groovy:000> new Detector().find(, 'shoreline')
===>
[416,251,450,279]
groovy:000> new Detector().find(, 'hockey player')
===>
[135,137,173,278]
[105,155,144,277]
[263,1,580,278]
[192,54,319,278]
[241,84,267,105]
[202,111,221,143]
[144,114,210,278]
###
■ Goal: Please put every line of the records above into a Markdown table with two columns, Row and Content. Number the rows in order and leave out blank lines.

■ Output:
| Row | Content |
|---|---|
| 1 | groovy:000> new Detector().find(, 'shoreline') |
| 2 | ===> |
| 3 | [416,251,450,279] |
| 4 | groovy:000> new Detector().find(, 'hockey player') |
| 5 | ===> |
| 6 | [135,137,173,278] |
| 7 | [105,155,144,277] |
| 8 | [263,1,580,278] |
| 9 | [192,54,319,278] |
| 10 | [241,84,267,105] |
| 11 | [202,111,221,143] |
| 12 | [144,114,210,278] |